'''

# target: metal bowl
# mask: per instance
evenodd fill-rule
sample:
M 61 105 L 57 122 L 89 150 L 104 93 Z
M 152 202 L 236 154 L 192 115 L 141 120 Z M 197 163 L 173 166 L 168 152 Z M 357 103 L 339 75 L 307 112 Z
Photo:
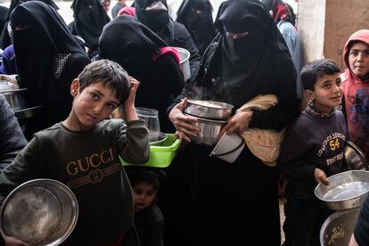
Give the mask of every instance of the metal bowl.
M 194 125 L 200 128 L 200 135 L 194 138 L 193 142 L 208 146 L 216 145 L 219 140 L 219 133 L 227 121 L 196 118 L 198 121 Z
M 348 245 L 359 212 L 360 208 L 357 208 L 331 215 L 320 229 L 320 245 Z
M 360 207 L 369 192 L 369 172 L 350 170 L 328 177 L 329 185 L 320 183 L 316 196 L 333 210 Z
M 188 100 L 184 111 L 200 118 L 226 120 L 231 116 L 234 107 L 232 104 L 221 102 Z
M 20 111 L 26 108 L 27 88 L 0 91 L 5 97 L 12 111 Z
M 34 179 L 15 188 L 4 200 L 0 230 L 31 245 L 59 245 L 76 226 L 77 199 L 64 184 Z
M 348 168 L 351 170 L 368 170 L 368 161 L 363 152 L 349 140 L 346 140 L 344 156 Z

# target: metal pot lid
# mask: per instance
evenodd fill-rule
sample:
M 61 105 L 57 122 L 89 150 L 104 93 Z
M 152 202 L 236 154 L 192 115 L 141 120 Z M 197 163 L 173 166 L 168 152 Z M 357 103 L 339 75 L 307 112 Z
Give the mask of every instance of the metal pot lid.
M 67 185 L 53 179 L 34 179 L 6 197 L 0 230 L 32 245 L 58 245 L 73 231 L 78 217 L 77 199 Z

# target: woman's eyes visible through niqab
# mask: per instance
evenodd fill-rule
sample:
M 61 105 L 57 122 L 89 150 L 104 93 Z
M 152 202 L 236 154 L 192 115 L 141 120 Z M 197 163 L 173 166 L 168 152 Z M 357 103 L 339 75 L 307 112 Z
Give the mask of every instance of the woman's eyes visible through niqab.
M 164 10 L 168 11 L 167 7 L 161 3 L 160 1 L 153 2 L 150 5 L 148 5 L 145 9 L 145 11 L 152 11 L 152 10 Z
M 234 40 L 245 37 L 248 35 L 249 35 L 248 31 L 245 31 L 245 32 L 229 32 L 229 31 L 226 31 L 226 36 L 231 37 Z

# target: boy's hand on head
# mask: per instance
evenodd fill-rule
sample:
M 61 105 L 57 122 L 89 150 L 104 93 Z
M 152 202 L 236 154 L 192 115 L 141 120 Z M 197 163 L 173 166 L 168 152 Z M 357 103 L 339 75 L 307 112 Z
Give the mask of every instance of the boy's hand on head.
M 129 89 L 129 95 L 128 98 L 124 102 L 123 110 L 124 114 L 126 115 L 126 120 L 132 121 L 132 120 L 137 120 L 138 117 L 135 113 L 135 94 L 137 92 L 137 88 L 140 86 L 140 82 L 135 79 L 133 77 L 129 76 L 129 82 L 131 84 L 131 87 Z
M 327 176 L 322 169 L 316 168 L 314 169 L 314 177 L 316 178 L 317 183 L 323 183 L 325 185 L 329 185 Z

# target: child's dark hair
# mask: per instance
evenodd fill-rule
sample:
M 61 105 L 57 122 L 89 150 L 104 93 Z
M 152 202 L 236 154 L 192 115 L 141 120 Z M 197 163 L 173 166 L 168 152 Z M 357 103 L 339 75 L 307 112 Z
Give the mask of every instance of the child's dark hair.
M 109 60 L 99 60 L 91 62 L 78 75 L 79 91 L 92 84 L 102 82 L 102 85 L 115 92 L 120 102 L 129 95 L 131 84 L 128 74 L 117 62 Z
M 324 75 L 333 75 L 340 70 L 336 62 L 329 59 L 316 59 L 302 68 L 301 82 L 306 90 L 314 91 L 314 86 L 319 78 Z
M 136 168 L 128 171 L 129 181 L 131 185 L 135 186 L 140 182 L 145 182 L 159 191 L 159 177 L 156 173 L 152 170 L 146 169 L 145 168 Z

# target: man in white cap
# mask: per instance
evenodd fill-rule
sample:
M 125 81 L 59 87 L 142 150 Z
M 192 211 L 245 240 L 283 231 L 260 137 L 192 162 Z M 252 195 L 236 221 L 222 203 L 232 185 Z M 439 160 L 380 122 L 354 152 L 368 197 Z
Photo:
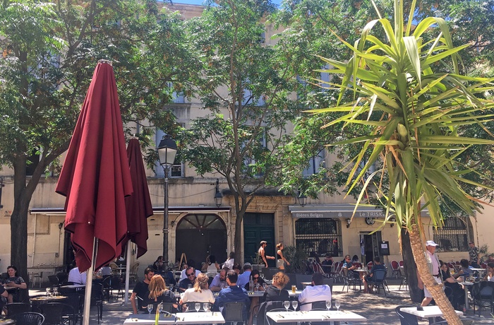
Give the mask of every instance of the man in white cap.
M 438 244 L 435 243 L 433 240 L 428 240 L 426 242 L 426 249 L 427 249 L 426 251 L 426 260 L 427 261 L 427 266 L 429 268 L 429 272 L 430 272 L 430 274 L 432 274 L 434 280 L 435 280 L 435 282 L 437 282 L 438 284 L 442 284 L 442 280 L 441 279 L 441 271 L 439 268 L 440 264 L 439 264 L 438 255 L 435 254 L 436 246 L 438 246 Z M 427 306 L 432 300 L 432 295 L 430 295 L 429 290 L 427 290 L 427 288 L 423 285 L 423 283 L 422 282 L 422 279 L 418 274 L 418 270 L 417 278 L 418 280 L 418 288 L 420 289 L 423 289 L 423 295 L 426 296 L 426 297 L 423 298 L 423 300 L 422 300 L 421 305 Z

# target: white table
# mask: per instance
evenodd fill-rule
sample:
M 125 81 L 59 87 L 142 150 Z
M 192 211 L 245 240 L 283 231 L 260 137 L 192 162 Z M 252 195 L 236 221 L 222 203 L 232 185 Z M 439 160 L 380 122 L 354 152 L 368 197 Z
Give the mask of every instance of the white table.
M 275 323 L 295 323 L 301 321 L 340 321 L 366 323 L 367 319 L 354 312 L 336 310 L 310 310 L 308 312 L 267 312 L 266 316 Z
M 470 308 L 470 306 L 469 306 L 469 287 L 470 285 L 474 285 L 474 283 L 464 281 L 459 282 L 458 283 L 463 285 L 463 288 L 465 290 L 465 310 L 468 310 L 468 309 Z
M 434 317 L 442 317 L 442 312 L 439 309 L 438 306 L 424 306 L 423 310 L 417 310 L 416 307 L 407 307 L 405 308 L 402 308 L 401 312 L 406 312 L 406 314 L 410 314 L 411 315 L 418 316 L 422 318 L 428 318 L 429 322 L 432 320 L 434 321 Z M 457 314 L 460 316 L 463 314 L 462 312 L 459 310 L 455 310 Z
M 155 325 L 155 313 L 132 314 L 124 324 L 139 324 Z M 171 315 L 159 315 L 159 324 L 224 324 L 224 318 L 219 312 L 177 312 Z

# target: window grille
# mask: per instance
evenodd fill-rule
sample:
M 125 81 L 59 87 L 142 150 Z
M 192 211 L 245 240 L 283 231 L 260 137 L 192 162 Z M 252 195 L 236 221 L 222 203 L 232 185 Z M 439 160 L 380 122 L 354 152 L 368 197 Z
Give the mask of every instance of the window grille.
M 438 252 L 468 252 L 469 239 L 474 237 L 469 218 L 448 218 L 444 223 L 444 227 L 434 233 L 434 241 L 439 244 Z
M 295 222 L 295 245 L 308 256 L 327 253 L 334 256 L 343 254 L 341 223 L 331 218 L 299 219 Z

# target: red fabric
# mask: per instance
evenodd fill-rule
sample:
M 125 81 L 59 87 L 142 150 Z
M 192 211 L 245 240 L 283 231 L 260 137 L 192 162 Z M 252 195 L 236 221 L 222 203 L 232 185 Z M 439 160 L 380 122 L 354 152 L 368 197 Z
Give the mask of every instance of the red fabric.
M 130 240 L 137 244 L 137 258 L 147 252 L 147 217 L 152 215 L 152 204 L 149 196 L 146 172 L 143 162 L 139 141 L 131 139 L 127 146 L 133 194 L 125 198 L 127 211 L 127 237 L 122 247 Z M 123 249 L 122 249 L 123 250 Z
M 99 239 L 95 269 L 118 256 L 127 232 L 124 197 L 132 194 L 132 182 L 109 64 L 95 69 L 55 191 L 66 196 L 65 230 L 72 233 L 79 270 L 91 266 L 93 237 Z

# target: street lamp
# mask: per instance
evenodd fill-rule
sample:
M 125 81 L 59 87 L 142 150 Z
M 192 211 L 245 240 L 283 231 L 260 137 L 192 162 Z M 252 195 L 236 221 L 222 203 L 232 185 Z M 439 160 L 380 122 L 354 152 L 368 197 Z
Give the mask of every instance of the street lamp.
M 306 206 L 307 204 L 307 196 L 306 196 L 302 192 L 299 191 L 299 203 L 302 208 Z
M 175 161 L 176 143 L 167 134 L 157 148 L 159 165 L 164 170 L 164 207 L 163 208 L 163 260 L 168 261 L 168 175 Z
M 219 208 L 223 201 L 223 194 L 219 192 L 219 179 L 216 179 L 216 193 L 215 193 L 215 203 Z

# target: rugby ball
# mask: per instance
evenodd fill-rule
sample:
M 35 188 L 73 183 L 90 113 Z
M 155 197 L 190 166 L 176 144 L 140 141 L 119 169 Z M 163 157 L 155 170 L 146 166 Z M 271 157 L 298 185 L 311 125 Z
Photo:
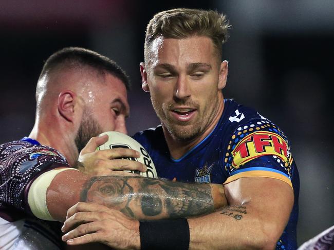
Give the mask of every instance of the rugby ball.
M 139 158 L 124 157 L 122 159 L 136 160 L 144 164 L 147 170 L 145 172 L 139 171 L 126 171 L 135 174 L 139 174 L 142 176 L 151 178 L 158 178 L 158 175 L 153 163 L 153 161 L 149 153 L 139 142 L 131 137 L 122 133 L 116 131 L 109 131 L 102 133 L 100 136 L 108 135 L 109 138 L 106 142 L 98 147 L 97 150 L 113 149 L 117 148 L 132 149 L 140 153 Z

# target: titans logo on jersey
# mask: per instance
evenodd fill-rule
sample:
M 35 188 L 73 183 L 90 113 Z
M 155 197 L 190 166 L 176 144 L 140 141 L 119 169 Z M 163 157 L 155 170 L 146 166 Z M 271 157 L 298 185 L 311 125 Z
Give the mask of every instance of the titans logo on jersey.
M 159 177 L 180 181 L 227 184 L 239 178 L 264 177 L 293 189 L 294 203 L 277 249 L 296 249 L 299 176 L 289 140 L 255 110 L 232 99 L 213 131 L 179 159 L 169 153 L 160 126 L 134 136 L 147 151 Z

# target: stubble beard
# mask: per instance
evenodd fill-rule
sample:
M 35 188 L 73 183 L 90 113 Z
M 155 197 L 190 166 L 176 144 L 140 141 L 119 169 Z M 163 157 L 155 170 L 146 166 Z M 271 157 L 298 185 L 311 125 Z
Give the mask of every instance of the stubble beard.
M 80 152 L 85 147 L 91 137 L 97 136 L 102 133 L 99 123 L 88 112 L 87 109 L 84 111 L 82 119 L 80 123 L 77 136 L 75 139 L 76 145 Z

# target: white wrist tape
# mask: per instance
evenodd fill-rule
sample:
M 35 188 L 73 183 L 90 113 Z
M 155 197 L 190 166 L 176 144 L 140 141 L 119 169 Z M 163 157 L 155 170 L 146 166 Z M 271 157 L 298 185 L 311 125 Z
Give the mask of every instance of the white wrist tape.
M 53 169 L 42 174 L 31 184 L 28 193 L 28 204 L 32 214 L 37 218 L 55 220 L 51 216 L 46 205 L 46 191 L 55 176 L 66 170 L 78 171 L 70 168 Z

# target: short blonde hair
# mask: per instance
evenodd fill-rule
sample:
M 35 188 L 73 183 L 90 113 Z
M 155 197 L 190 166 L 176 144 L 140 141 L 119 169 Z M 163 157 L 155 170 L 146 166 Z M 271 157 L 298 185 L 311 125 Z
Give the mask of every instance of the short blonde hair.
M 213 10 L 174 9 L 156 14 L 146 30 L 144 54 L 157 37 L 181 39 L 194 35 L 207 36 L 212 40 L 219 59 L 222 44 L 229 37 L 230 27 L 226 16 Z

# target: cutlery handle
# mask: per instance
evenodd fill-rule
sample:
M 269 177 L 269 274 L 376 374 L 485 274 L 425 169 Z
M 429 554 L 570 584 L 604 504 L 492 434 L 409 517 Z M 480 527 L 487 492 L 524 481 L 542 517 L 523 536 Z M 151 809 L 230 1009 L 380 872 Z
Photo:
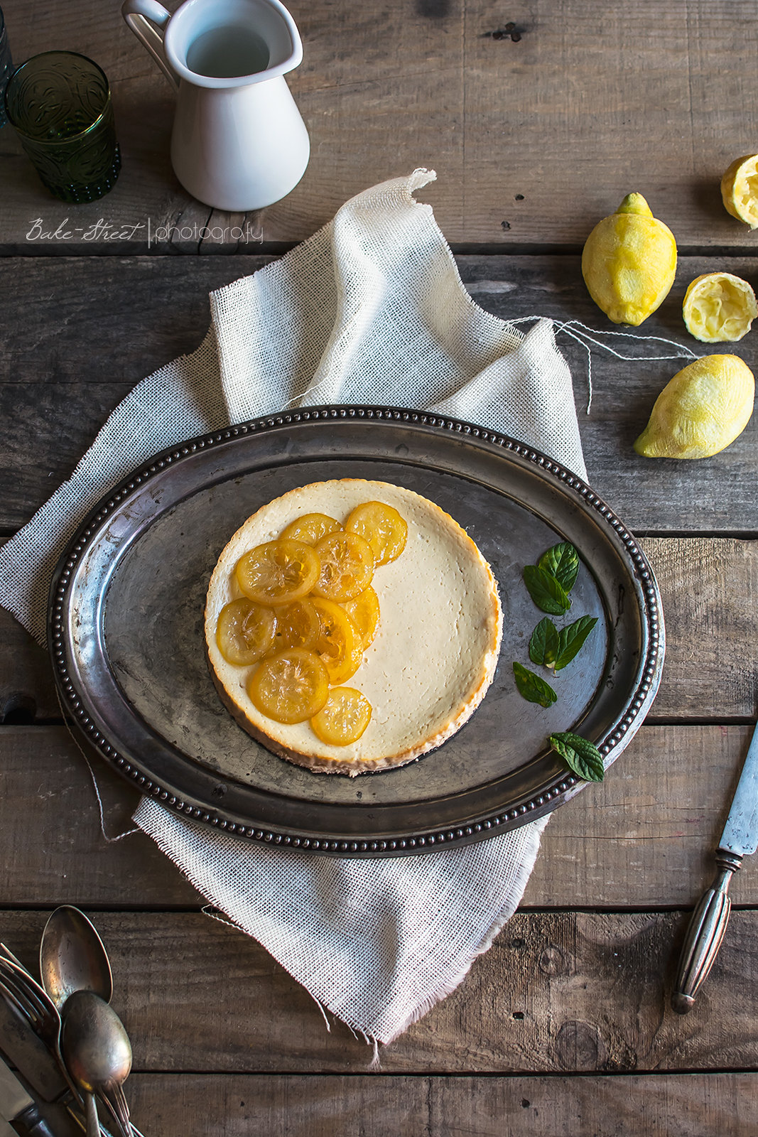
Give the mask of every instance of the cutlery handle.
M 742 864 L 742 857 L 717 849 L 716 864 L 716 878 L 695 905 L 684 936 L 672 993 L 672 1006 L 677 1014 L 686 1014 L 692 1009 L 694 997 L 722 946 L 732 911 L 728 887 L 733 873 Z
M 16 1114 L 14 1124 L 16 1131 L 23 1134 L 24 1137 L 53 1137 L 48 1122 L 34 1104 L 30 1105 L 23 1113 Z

'''

GOAL OF THE EXERCISE> Rewrite the lines between the one holding "# target: woman's eyes visible through niqab" and the one holding "M 234 40 L 245", inclusive, and multiply every coordinate in the answer outlines by 0.4, rounding each result to a whole number with halves going up. Copy all other lines unchanged, including the sample outlines.

SOLUTION TO THIS EXERCISE>
# target: woman's eyes visible through niqab
# mask: per instance
evenodd fill-rule
sample:
M 61 105 L 57 122 L 89 150 L 104 93 Z
M 152 202 L 236 154 L 192 115 L 141 120 Z M 197 163 L 173 166 L 168 152 Z M 357 103 L 339 75 L 307 112 Z
Give the mask of every instance of the woman's eyes visible through niqab.
M 66 4 L 67 4 L 67 3 L 64 1 L 64 0 L 61 1 L 60 2 L 59 2 L 58 4 L 58 4 L 61 4 L 61 4 Z
M 94 16 L 98 15 L 99 14 L 100 14 L 99 12 L 98 12 L 98 13 L 92 13 L 92 12 L 90 12 L 90 14 L 92 15 Z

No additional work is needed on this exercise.